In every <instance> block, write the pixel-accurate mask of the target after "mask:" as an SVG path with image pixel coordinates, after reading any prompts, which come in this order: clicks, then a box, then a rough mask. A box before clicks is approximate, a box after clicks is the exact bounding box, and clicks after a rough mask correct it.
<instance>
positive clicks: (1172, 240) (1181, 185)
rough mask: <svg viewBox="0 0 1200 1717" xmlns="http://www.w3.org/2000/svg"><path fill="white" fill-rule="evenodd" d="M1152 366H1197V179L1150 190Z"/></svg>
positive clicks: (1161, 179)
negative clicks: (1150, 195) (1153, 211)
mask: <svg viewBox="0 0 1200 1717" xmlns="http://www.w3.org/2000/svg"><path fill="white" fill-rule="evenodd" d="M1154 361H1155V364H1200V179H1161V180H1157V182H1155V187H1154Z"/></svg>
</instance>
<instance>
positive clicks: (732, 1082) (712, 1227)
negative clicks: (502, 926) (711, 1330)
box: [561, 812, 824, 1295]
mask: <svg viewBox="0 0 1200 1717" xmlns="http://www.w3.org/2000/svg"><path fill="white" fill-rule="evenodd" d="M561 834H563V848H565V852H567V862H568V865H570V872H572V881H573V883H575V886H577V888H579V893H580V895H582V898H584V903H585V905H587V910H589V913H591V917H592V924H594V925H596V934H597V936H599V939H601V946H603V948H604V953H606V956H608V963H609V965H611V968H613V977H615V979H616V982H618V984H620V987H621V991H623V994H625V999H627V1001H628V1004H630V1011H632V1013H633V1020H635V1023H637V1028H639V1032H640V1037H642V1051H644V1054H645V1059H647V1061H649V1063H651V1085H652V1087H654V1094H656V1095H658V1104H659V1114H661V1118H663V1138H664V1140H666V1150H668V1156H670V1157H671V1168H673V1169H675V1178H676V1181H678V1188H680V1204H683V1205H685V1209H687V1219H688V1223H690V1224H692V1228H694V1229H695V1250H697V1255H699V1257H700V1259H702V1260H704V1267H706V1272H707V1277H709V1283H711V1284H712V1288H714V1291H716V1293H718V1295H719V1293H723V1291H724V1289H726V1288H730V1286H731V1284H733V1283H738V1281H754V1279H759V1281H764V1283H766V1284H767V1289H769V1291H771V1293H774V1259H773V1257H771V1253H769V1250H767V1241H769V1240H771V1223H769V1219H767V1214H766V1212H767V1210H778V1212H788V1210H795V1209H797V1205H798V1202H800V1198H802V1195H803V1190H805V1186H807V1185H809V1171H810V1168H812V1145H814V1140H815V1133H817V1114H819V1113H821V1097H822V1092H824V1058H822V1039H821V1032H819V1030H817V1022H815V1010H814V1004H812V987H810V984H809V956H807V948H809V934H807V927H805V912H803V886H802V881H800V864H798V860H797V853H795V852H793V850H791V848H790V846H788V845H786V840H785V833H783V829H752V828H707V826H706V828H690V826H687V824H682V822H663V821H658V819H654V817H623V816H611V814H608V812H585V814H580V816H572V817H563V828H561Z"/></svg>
**********
TASK STATEMENT - The answer must consist of each line from the data that includes the string "rough".

PROBLEM SOLUTION -
In every <instance> block, write the pixel-accurate mask of the target after "mask:" as an SVG path with image pixel coordinates, after reading any prompts, which come in this order: clicks, then a box, then a rough mask. A box before clicks is approximate, a box after clicks is the exact bounding box, and clicks after a rough mask correct it.
rough mask: <svg viewBox="0 0 1200 1717" xmlns="http://www.w3.org/2000/svg"><path fill="white" fill-rule="evenodd" d="M1152 366H1197V179L1150 190Z"/></svg>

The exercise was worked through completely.